## start
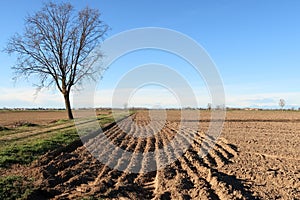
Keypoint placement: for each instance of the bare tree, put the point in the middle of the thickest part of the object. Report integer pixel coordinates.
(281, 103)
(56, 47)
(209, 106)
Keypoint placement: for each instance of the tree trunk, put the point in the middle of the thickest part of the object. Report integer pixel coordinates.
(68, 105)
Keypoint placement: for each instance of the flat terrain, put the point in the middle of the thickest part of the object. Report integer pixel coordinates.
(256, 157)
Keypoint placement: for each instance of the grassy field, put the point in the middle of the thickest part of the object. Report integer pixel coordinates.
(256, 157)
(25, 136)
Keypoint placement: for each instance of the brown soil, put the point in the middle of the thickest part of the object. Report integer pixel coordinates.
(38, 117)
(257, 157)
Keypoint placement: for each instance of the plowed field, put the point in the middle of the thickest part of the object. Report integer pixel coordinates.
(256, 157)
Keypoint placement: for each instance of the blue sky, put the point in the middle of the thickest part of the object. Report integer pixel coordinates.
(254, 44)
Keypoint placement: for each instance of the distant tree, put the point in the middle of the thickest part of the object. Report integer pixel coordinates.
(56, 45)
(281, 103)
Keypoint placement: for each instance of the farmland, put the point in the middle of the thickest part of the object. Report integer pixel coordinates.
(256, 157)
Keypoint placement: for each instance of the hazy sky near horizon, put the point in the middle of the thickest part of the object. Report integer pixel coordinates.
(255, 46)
## end
TASK TO COMPLETE ▸ From the line containing "Keypoint placement: for each instance of the plowed" to the last line of the material, please quote every line exactly and only those.

EXPECTED ANSWER ▸
Keypoint placement: for each instance of the plowed field, put the point in the middle of the thickest part of the object. Report integer pixel coordinates.
(256, 157)
Keypoint placement: for each instance of the blue sky, put the point in the middle of the thickest part of the object. Report integer pixel coordinates.
(254, 44)
Keypoint placement: for each instance of the distant tree, put the point in the middle of the thickest part of the object. Report integer pixel coordinates.
(56, 45)
(281, 103)
Keypoint placement: for each instance of the farmland, put the point in the middle of the thickest part of the object. Report integer pixel coordinates.
(256, 157)
Keypoint placement: for each instance of the hazy sky near horizon, put the point in the middle of the thickest part of the object. Report integer pixel coordinates.
(255, 46)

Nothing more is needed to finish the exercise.